▶ **WHAT THE TASK ASKS**
The listing that follows should be duplicated character for character.

▶ **ENTRIES PROVIDED**
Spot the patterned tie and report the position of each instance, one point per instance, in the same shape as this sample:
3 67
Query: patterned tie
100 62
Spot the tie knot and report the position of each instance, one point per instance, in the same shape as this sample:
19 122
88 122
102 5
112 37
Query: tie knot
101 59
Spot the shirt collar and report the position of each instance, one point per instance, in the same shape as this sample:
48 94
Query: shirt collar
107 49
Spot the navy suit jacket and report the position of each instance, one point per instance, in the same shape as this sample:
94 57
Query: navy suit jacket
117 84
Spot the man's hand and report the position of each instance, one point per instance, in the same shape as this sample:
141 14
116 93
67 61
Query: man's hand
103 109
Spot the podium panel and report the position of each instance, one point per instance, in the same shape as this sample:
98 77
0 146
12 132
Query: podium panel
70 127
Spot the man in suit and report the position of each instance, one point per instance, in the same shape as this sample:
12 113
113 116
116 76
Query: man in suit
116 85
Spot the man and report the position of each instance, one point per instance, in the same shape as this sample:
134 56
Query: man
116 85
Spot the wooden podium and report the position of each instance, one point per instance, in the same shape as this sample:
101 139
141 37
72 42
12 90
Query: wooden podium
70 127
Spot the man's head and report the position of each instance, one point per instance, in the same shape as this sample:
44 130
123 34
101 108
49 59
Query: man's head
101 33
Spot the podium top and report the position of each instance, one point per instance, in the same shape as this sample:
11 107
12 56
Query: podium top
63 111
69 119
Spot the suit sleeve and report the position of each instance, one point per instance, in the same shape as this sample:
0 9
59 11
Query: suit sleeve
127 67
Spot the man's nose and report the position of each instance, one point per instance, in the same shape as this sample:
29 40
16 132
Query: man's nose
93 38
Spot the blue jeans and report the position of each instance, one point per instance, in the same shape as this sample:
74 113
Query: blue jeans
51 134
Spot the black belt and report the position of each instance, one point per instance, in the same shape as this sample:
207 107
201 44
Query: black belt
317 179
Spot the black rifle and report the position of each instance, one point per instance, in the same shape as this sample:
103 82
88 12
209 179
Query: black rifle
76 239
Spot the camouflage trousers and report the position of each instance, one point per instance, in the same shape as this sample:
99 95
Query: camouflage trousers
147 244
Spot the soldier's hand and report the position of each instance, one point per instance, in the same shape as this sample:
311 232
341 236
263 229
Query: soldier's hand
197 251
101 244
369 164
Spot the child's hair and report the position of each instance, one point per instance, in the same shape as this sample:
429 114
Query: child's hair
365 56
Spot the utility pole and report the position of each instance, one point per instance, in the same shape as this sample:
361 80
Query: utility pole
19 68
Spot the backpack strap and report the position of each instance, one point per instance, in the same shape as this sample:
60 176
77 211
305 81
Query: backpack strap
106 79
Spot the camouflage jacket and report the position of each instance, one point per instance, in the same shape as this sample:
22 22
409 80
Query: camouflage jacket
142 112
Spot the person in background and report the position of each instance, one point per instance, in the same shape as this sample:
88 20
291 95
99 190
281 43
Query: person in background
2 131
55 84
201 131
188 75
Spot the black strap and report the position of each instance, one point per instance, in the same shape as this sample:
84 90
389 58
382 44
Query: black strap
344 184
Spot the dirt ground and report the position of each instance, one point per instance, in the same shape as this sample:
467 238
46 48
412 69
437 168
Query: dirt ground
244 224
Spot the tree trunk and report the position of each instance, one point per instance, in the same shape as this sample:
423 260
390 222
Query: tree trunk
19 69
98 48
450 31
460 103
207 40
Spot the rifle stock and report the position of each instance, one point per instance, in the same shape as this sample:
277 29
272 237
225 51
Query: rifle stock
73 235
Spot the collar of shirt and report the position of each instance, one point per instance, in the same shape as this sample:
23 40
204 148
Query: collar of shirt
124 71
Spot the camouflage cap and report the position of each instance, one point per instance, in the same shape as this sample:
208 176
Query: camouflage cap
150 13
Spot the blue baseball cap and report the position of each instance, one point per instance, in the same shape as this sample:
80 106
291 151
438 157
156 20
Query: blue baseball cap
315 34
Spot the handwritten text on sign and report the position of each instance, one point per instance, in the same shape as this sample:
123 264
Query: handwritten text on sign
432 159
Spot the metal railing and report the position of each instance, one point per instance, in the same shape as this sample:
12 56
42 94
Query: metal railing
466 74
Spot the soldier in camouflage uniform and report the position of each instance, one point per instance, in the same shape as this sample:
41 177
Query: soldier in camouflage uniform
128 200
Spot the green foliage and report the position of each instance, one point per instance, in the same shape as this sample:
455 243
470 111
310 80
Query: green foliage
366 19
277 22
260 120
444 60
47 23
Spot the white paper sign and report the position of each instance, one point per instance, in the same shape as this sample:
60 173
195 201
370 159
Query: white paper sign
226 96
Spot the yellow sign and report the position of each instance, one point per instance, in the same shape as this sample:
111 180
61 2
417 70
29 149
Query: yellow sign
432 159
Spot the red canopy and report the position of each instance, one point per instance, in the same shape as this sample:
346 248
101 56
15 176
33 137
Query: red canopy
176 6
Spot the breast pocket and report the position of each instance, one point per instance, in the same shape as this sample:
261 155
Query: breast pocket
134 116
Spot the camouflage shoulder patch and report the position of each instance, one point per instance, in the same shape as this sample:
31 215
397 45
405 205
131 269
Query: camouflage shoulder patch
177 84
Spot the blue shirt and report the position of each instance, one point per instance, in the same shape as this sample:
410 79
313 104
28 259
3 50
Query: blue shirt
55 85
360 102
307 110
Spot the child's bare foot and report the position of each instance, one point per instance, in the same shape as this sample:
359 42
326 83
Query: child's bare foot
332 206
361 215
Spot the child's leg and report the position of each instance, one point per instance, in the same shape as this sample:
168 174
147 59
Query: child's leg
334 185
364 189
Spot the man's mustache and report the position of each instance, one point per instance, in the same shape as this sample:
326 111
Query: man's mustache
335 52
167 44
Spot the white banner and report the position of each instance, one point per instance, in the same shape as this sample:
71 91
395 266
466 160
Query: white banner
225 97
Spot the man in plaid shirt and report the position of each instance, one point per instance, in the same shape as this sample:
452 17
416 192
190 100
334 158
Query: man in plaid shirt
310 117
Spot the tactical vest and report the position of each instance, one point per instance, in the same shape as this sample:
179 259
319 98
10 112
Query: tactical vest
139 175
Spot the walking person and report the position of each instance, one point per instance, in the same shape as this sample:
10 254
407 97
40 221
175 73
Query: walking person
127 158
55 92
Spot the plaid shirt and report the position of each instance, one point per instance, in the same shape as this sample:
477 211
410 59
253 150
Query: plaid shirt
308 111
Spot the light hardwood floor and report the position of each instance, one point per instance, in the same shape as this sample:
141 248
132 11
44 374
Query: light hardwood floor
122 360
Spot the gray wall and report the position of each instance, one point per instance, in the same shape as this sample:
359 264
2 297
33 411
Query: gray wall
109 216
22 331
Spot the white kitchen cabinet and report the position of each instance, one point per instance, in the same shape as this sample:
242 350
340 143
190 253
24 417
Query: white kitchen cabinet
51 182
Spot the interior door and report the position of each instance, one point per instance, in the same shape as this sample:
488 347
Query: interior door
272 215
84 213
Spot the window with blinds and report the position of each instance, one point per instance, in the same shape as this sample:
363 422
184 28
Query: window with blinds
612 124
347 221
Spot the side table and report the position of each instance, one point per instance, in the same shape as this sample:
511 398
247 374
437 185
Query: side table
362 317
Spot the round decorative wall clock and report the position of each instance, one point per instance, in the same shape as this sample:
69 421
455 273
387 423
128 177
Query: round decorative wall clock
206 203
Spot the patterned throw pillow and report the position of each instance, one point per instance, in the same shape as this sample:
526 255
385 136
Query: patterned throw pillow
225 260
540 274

▶ **ANSWER FOR THE TASK**
Spot the patterned tie and report the position of each instance, one point per instance, in the same shape as this sample:
3 67
Query: patterned tie
100 62
Spot the tie knot and report the position of each instance, one point per instance, in the same shape as this sample:
19 122
88 122
102 5
112 37
Query: tie knot
101 59
Spot the shirt collar and report the position of each instance, one point per instance, in the same shape as this sample:
48 94
Query: shirt collar
107 49
Spot the navy suit jacket and report the position of each instance, one point per instance, in the same shape as this sample:
94 57
Query: navy suit jacket
117 84
Spot the man's hand and report the position of each instance, one point per instance, in the same shape as this sample:
141 14
116 93
67 61
Query: man's hand
103 109
Spot the podium panel and report the position of each instance, one point per instance, in the same shape as this sample:
98 77
0 146
12 132
Query: podium panel
70 127
Spot the man in suit and report the position of each instance, one point per instance, in the same shape as this sample:
12 113
113 116
116 76
Query: man in suit
116 85
Spot the man and report the position of each instance, one point per instance, in the same shape as this sample:
134 56
Query: man
116 85
Spot the wooden podium and report the position of each instance, one point per instance, in the same shape as this sample:
101 139
141 37
72 42
12 90
Query: wooden podium
70 127
Spot the man's head and report the position of each instance, one point per instance, in the same shape as this sample:
44 130
123 34
101 108
49 59
Query: man's head
101 33
Spot the podium top and report the position of each instance, one point per instance, in the same shape as this sample:
11 107
12 56
Query: podium top
63 111
69 119
Spot the suit sleeve and report the position of each instance, one point per instance, in the same shape as this sample:
0 9
59 11
Query: suit sleeve
127 67
Spot the man's nose and report the position of each instance, one point per instance, in the same shape as this sample:
29 40
16 132
Query: man's nose
93 38
Spot the blue jeans and report the position of each instance, one point per instance, in the same shape as this sample:
74 113
Query: blue jeans
51 134
Spot the black belt and report the position of each instance, one point per instance, in the same shape as this sample:
207 107
201 44
Query: black belt
317 179
Spot the black rifle and report the position of each instance, one point per instance, in the same shape as this sample:
103 82
88 12
209 179
Query: black rifle
76 239
Spot the camouflage trousers and report the position of each instance, one point per instance, in the same shape as this sample:
99 95
Query: camouflage trousers
147 244
Spot the soldier's hand and report the position of each instance, one point per instance, in the same shape as this sample:
311 232
341 236
263 229
Query: soldier's hand
197 251
101 244
369 164
Spot the child's hair and report the position of each instance, one point per instance, in the same shape as this sample:
429 114
Query: child's hair
365 56
Spot the utility pole and report the position of each instance, one point per instance, in the same shape as this sample:
361 80
Query: utility pole
19 68
Spot the backpack strap and report the position of each instance, one point per instance, in the same shape as this sample:
60 176
77 211
305 81
Query: backpack strap
106 79
Spot the camouflage jacket and report the position of each instance, one point per instance, in the same shape as this sample:
22 22
409 80
Query: camouflage jacket
142 112
Spot the person in background and report the position of each instance, one point per instance, in the same shape as this sample:
88 20
291 95
99 190
281 43
Query: person in background
2 131
55 84
201 131
188 75
Spot the black strap and report the position of each instance, one point per instance, in the same shape as this sample:
84 90
389 58
382 44
Query: black strap
344 184
Spot the dirt ground and report the position of each instance, one point per instance, in the same shape as this sample:
467 238
46 48
412 69
437 168
Query: dirt ground
244 224
Spot the tree trunk and report the position of each instance, one point per instance, in the same shape as this sample:
423 260
390 222
Query: tree trunk
19 69
98 48
450 31
460 103
207 40
Spot the rifle stock and report the position of each instance, one point per instance, in the same shape as this sample:
277 29
272 237
225 51
Query: rifle stock
73 235
Spot the collar of shirt and report the position of each instance, one point per instance, in the same shape as this sample:
23 40
204 148
Query: collar of shirt
124 71
Spot the camouflage cap and report the position of each instance, one point per instance, in the same shape as this sample:
208 176
Query: camouflage cap
150 13
Spot the blue baseball cap and report the position of each instance, one point per instance, in the same shape as this sample:
80 106
291 151
438 157
156 20
Query: blue baseball cap
315 34
Spot the handwritten text on sign and report the position of each instance, one point per instance, in the same shape as this sample:
123 264
Query: handwritten text on sign
432 159
Spot the metal railing and report the position of each instance, one point per instance, in the same shape as this sample:
12 56
42 94
Query: metal railing
466 74
Spot the soldier in camouflage uniform and report the position of each instance, one point per instance, in the same shape as this sample:
41 177
Query: soldier in camouflage uniform
128 200
Spot the green foliage and report the position of each instance, one point per instance, in the same shape as this sample:
455 243
470 111
310 80
Query: green foliage
366 19
277 22
260 120
444 60
47 23
Spot the white paper sign and report the position of each instance, one point per instance, in the same shape as this sample:
60 173
195 201
370 159
Query: white paper sign
226 96
Spot the yellow sign and report the position of each instance, one point per instance, in the same shape as this sample:
111 180
61 2
417 70
29 149
Query: yellow sign
432 159
Spot the red canopy and report the position of each instance, one point per instance, in the same shape as this sample:
346 248
101 56
15 176
33 137
Query: red canopy
176 6
Spot the breast pocket and report the position of each instance, one point per instance, in the same shape as this sample:
261 155
Query: breast pocket
134 116
Spot the camouflage shoulder patch and report the position of each instance, one point per instance, in the same shape as this sample:
31 215
397 45
405 205
131 269
Query: camouflage shoulder patch
177 84
Spot the blue shirt and report the position of each instance, one point per instance, in the same shape as this sample:
410 79
313 104
28 259
3 50
Query: blue shirt
55 85
360 102
307 110
Spot the child's bare foot and report the position of each instance, one point per instance, in the same shape as this sample:
359 42
326 83
Query: child's bare foot
332 206
361 215
Spot the child's leg and report the position of each instance, one point per instance, in the same shape as this sample:
168 174
147 59
Query: child's leg
334 185
364 189
Spot the man's mustache and report the position of each instance, one point per instance, in the same shape as this sample:
326 111
Query: man's mustache
335 52
167 44
Spot the white banner and report the position of each instance, one point per instance, in the same shape as this sample:
71 91
395 266
466 160
Query: white banner
225 97
Spot the man in plaid shirt and report the position of each instance, one point per instance, in the same shape as this sample:
452 17
416 192
190 100
334 158
Query: man in plaid shirt
310 117
Spot the tactical vest and report the position of each instance, one point per instance, in the same shape as this sample:
179 259
319 98
10 112
Query: tactical vest
139 175
Spot the walking person and report the position of each instance, one point per instance, in the same shape as this sample:
10 254
407 97
40 221
175 73
Query: walking person
127 158
55 92
Spot the plaid shirt and report the position of each instance, one point per instance, in the same shape as this sample:
477 211
410 59
253 150
Query: plaid shirt
308 111
Spot the light hardwood floor and report the position of each instance, one point per instance, in the same shape as this sample:
141 248
132 11
44 374
Query: light hardwood floor
122 360
Spot the gray wall and report the position of each instance, one point per instance, in the same shape as this sample:
359 264
2 297
33 411
Query: gray wall
109 216
22 331
Spot the white kitchen cabinet and report the position of each instance, one point per instance, in the same shape as this sample:
242 350
340 143
190 253
24 417
Query: white kitchen cabinet
51 182
Spot the interior door and report the position of each instance, one point per instance, in the same shape as this sample:
488 347
Query: interior door
272 215
84 213
Spot the window with blinds and report the position of each instance, one point per instance, in the same shape as this sample:
363 422
184 28
Query: window with blinds
612 124
347 221
Spot the side table and report the position of each instance, one point per instance, in the same shape as this sample:
511 398
247 374
437 185
Query: side table
362 317
Spot the round decorative wall clock and report the position of each instance, one point per instance, in the same shape as this sample:
69 421
455 273
387 423
128 177
Query: round decorative wall clock
206 203
Spot the patterned throw pillow and report the position of each instance, one point per instance, in the same shape as this sample:
526 255
385 136
Query: patterned throw pillow
225 260
540 274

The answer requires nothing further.